Return, from the material below, each line in which "sleeve" occurs.

=== Section Start ===

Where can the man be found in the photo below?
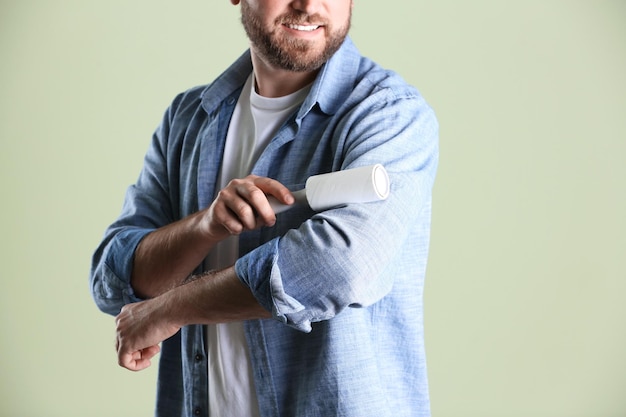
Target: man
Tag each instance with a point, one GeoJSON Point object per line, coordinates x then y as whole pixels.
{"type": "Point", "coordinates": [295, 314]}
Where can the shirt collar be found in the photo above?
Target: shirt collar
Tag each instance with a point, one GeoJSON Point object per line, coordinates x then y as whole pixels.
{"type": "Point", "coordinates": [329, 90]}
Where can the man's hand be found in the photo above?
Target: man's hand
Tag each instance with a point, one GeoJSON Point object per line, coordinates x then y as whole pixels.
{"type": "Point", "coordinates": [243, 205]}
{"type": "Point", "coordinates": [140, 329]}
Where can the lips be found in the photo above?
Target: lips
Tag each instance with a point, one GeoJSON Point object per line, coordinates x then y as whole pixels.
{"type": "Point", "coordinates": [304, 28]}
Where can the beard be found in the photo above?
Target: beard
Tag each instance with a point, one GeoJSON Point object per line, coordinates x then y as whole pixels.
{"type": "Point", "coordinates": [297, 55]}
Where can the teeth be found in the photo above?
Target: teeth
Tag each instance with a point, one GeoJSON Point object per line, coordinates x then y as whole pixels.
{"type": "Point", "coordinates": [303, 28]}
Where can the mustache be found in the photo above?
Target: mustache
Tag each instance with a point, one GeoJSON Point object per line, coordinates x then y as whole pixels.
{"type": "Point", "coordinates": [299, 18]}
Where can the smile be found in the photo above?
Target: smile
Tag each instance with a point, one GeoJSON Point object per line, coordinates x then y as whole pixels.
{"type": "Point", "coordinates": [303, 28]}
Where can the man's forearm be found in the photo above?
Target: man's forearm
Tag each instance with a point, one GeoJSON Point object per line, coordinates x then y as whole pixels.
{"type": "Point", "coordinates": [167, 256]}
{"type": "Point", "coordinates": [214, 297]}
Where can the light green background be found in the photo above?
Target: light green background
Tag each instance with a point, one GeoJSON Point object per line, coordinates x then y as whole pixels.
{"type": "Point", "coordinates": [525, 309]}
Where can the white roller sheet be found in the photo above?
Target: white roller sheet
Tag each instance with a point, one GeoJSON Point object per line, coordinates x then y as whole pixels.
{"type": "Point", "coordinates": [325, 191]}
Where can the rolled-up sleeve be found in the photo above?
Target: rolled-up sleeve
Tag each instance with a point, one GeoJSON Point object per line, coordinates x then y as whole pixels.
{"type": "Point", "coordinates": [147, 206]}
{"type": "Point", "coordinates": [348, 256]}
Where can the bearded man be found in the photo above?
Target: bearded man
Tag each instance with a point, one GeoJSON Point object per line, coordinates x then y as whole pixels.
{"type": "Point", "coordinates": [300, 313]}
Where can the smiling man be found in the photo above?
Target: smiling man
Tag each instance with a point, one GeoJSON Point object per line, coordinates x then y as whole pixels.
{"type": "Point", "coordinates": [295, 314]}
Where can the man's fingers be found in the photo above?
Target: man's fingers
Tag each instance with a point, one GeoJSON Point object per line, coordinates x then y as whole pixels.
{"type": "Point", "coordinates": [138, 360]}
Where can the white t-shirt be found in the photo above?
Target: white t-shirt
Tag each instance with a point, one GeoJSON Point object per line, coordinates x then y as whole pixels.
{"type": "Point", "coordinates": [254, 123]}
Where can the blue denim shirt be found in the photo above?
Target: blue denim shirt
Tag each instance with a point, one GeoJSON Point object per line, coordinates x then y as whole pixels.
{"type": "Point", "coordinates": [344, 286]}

=== Section End ===

■ Reply:
Where can the rolled-up sleeve be found in the photo above?
Target: rolled-up sleeve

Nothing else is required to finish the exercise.